▸ **引用原文**:
+---+
根据key这个参数是user、password还是driver确定具体执行的套路。首先根据“;”切分字符串,然后判断切分后的字符串是否为“key值=”开头,是的话就去掉“key值=”部分,获取到value值,否则null。显然这个方法不止能拿到user、password、driver这3个配置,只要符合格式要求【;k1=v1;k2=v2;k3=v3这种】都是可以拿到。

之后如果获取到密码,也是执行constructCmd,皆大欢喜。

当根据-u拿到的url不是null,且密码为null,这种才是绝大多数情况,例如启用了Kerberos认证的情况。此时要执行constructCmdUrl:

/**
 * This is an internal method used to create !connect command when -p option is used without
 * providing the password on the command line. Connect command returned should be ; separated
 * key-value pairs along with the url. We cannot use space separated !connect url user [password]
 * [driver] here since both password and driver are optional and there would be no way to
 * distinguish if the last string is password or driver
 *
 * @param url connection url passed using -u argument on the command line
 * @param user username passed through command line
 * @param driver driver passed through command line -d option
 * @param stripPasswd when set to true generates a !connect command which strips the password for
 *          logging purposes
 * @return !connect command
 */
private String constructCmdUrl(String url, String user, String driver,
    boolean stripPasswd)  {
  StringBuilder command = new StringBuilder("!connect ");
  command.append(url);
  //if the url does not have a database name add the trailing '/'
  if(isTrailingSlashNeeded(url)) {
    command.append('/');
  }
  command.append(';');
  // if the username is not already available in the URL add the one provided
  if (Utils.parsePropertyFromUrl(url, JdbcConnectionParams.AUTH_USER) == null) {
    command.append(JdbcConnectionParams.AUTH_USER);
    command.append('=');
    command.append((user == null || user.length() == 0 ? "''" : user));
  }
  if (stripPasswd) {
    // if password is available in url it needs to be striped
    int startIndex = command.indexOf(JdbcConnectionParams.AUTH_PASSWD + "=")
        + JdbcConnectionParams.AUTH_PASSWD.length() + 2;
    if(startIndex != -1) {
      int endIndex = command.toString().indexOf(";", startIndex);
      command.replace(startIndex, (endIndex == -1 ? command.length() : endIndex),
        BeeLine.PASSWD_MASK);
    }
  }
  // if the driver is not already available in the URL add the one provided
  if (Utils.parsePropertyFromUrl(url, JdbcConnectionParams.PROPERTY_DRIVER) == null
      && driver != null) {
    command.append(';');
    command.append(JdbcConnectionParams.PROPERTY_DRIVER);
    command.append("=");
    command.append(driver);
  }
  return command.toString();
}

显然这个方法并没有干什么惊天地泣鬼神的大事,只是对!connect的连接串做了格式修正。
+---+
[已标注的形状记录]
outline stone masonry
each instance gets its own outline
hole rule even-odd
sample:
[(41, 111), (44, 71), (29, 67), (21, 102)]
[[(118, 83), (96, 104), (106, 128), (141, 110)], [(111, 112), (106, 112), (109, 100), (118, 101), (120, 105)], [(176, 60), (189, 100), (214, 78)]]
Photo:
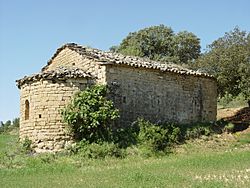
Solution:
[[(20, 139), (37, 152), (59, 151), (71, 144), (60, 110), (77, 91), (107, 84), (120, 110), (117, 124), (143, 117), (152, 122), (192, 123), (216, 120), (216, 80), (179, 65), (66, 44), (38, 74), (17, 81)], [(119, 126), (118, 125), (118, 126)]]

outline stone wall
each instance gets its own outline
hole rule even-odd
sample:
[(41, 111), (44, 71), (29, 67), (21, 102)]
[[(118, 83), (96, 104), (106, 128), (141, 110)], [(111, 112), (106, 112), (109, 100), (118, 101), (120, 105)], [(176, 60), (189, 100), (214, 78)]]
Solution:
[[(60, 110), (75, 92), (84, 90), (87, 79), (40, 80), (21, 86), (20, 139), (26, 137), (37, 152), (58, 151), (71, 142)], [(29, 110), (27, 109), (29, 108)]]
[(58, 67), (69, 67), (69, 68), (80, 68), (87, 73), (90, 73), (97, 82), (104, 82), (105, 67), (100, 66), (98, 62), (93, 60), (93, 58), (88, 58), (80, 55), (79, 53), (65, 48), (59, 52), (59, 54), (52, 60), (51, 64), (46, 68), (46, 70), (54, 70)]
[(120, 109), (121, 124), (138, 117), (152, 122), (216, 120), (216, 81), (130, 66), (106, 66), (106, 80)]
+---+
▸ **问题描述**: 请原样抄写源码解读中以含有“根据key这个参数是user”的词句开头、以“之后如果获取到密码,也是执行constructCmd,皆大欢喜。”收尾的那一段。 作答时只依据这段源码解读,不参考各条目。

▸ **任务回答**:
根据key这个参数是user、password还是driver确定具体执行的套路。首先根据“;”切分字符串,然后判断切分后的字符串是否为“key值=”开头,是的话就去掉“key值=”部分,获取到value值,否则null。显然这个方法不止能拿到user、password、driver这3个配置,只要符合格式要求【;k1=v1;k2=v2;k3=v3这种】都是可以拿到。

之后如果获取到密码,也是执行constructCmd,皆大欢喜。